Texto base:
Debemos
a José Ortega y Gasset, entre otras
tantas enseñanzas luminosas, una importante distinción entre el hablar y el
decir. Lo expone, por ejemplo, en El hombre y la gente (1957), ensayo
materialmente inacabado (¿qué ensayo verdadero no queda irremediablemente
inconcluso?), pero pletórico de buenas ideas.
Hablar, lo que se
dice hablar, es actividad corriente y moliente, una operación que actúa de fuera a dentro de la persona, y basta
con aprenderla, como una destreza o habilidad más, para poder andar por la vida
entre semejantes sin perderse del todo. El hablar no significa gran
cosa. Algo, todo lo más, que hay que procurar dominar, para así poder decir
frases y conllevarse con los otros.
Decir, para
entendernos, representa un ejercicio distinto y superior: es una operación que arranca desde el individuo y se proyecta
hacia los demás. El hablar es cosa nuestra, pero el decir, inicialmente, es
sólo mío, de cada uno.
Hablamos,
corrientemente, para salir del paso. Nos oímos y, acaso también, nos
escuchamos. Pero de comprensión andamos muy escasos. Comúnmente porque
vamos por el mundo demasiado deprisa, sin pararnos a pensar qué es lo que pasa.
Se ha dicho con razón que la reflexión
filosófica consiste básicamente en pensar las cosas, por lo menos, dos veces.

Entradas:
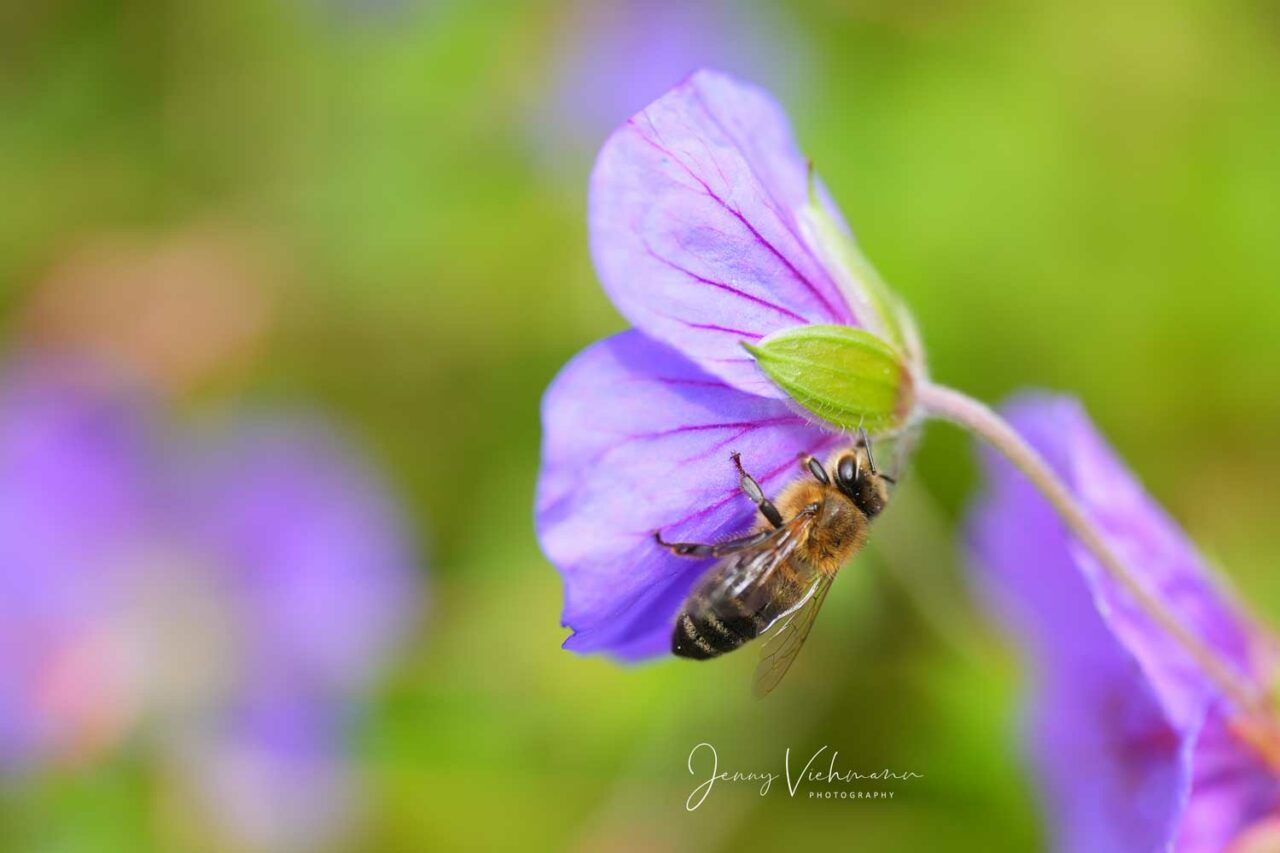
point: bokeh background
(375, 209)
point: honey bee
(780, 573)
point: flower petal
(1115, 769)
(694, 208)
(1144, 536)
(1127, 729)
(636, 439)
(273, 774)
(1232, 790)
(316, 546)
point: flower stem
(978, 418)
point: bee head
(856, 478)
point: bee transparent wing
(743, 575)
(784, 644)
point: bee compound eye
(846, 470)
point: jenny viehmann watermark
(835, 784)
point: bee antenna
(867, 443)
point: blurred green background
(1082, 196)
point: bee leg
(753, 491)
(812, 465)
(716, 550)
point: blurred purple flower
(699, 219)
(1136, 748)
(613, 56)
(224, 597)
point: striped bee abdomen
(704, 629)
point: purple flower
(708, 232)
(222, 597)
(1136, 748)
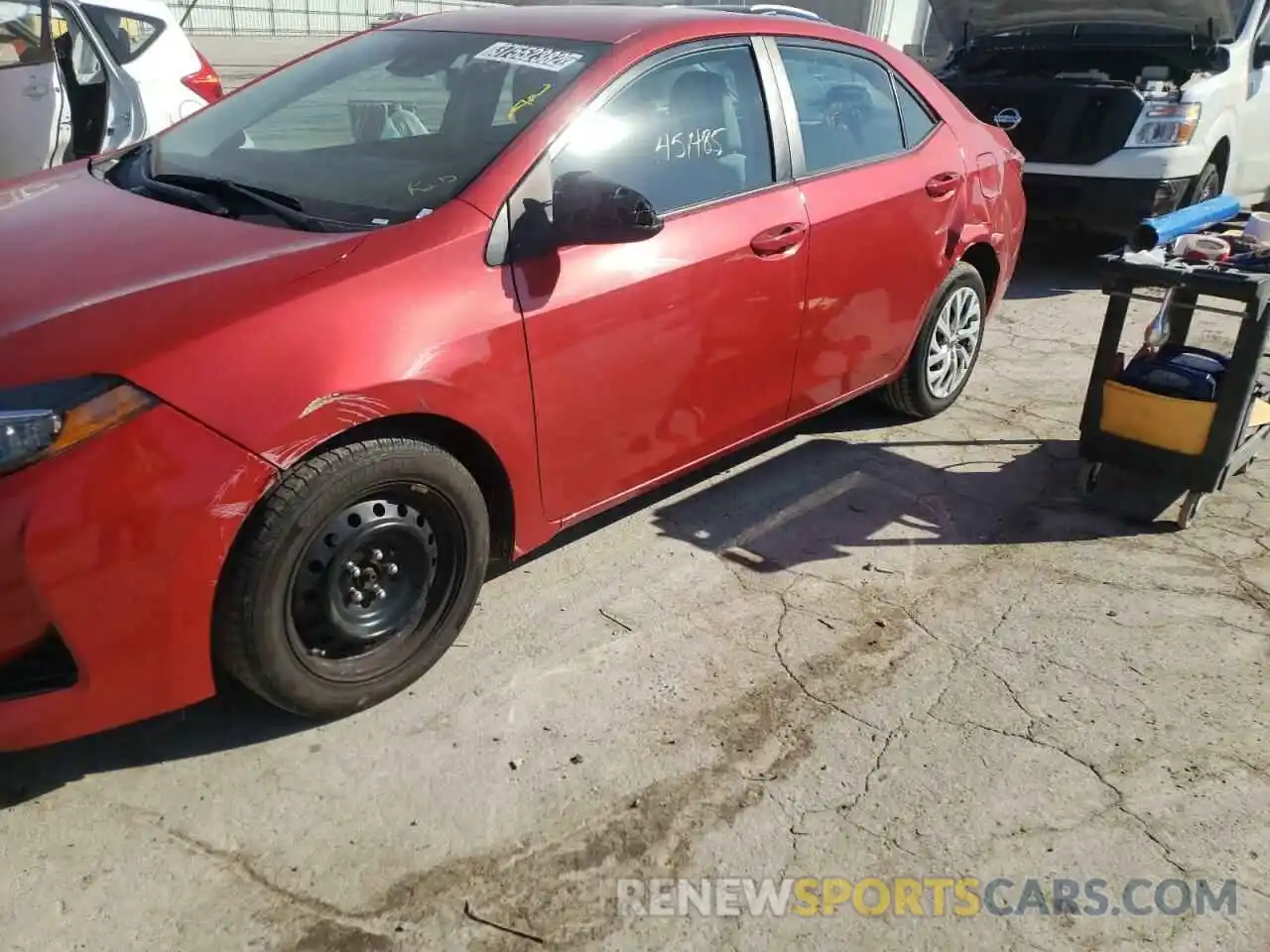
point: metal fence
(298, 18)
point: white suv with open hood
(1123, 109)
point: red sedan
(280, 384)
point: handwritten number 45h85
(693, 145)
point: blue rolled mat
(1152, 232)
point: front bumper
(1107, 206)
(109, 557)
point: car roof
(606, 23)
(154, 9)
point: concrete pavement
(864, 651)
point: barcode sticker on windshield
(538, 58)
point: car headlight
(1164, 125)
(48, 419)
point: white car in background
(80, 77)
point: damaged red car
(411, 304)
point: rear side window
(23, 35)
(846, 107)
(917, 118)
(126, 35)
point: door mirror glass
(589, 209)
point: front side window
(23, 35)
(379, 130)
(690, 131)
(846, 107)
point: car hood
(96, 280)
(987, 18)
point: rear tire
(947, 348)
(353, 576)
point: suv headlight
(1164, 125)
(48, 419)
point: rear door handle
(944, 184)
(783, 238)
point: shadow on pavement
(232, 719)
(1053, 264)
(828, 495)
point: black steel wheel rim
(375, 581)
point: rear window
(126, 35)
(381, 128)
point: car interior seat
(841, 134)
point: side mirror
(587, 209)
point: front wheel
(947, 349)
(353, 578)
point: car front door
(109, 96)
(35, 122)
(881, 178)
(647, 357)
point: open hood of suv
(987, 18)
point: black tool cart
(1179, 416)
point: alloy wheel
(953, 343)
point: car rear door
(35, 122)
(883, 178)
(648, 357)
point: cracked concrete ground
(864, 651)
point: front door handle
(944, 184)
(776, 240)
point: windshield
(379, 130)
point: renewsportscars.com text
(925, 896)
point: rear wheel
(353, 578)
(947, 349)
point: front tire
(353, 578)
(947, 349)
(1206, 185)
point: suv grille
(1061, 122)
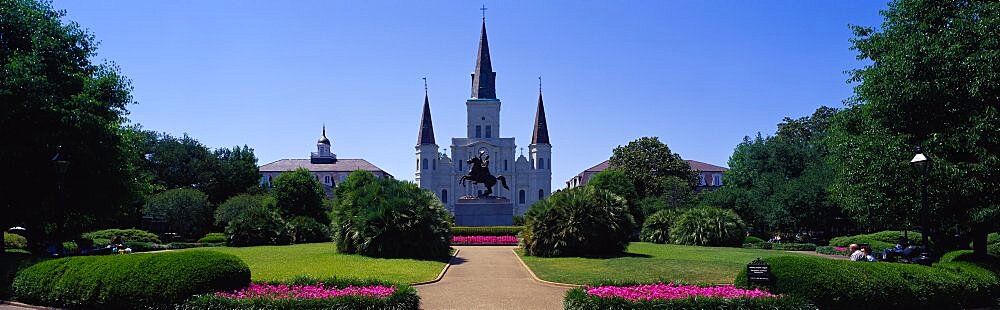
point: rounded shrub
(258, 226)
(129, 281)
(707, 226)
(656, 229)
(129, 235)
(389, 218)
(578, 222)
(308, 230)
(213, 238)
(842, 284)
(14, 241)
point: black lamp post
(61, 162)
(920, 163)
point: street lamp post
(61, 162)
(921, 163)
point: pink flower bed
(316, 291)
(483, 240)
(674, 291)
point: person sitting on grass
(868, 254)
(856, 253)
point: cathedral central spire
(484, 79)
(426, 134)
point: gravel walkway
(489, 277)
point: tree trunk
(979, 237)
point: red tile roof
(342, 165)
(700, 166)
(694, 164)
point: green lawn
(322, 260)
(649, 262)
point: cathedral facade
(529, 177)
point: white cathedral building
(529, 178)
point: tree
(781, 182)
(650, 165)
(932, 80)
(236, 173)
(580, 221)
(55, 100)
(389, 218)
(299, 193)
(186, 211)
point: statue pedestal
(484, 211)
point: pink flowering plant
(308, 293)
(484, 240)
(668, 295)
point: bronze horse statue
(479, 172)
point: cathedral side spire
(540, 134)
(484, 79)
(426, 134)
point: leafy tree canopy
(56, 100)
(299, 193)
(933, 79)
(647, 162)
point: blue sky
(700, 75)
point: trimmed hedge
(752, 239)
(832, 250)
(128, 235)
(578, 299)
(10, 264)
(213, 238)
(842, 284)
(878, 241)
(486, 230)
(14, 241)
(404, 298)
(781, 246)
(129, 281)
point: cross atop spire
(540, 134)
(484, 79)
(426, 133)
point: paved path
(489, 277)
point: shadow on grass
(458, 260)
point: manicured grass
(321, 260)
(650, 262)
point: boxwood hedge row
(578, 299)
(842, 284)
(404, 298)
(486, 231)
(129, 281)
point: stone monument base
(484, 211)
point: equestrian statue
(479, 172)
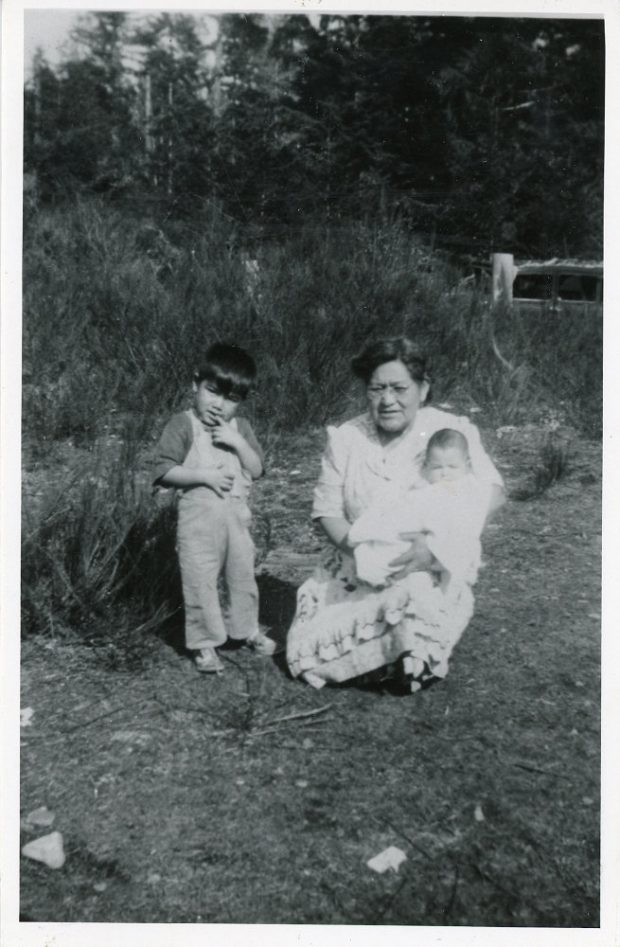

Objetivo 1:
¿En qué ensayo expone Ortega y Gasset su distinción entre el hablar y el decir, según el texto base?
Objetivo 2:
Transcribe del texto base el fragmento que empieza en las palabras "Decir, para" y termina tras "lo que pasa.".

Resultado 1:
En El hombre y la gente (1957).

Resultado 2:
Decir, para
entendernos, representa un ejercicio distinto y superior: es una operación que arranca desde el individuo y se proyecta
hacia los demás. El hablar es cosa nuestra, pero el decir, inicialmente, es
sólo mío, de cada uno.
Hablamos,
corrientemente, para salir del paso. Nos oímos y, acaso también, nos
escuchamos. Pero de comprensión andamos muy escasos. Comúnmente porque
vamos por el mundo demasiado deprisa, sin pararnos a pensar qué es lo que pasa.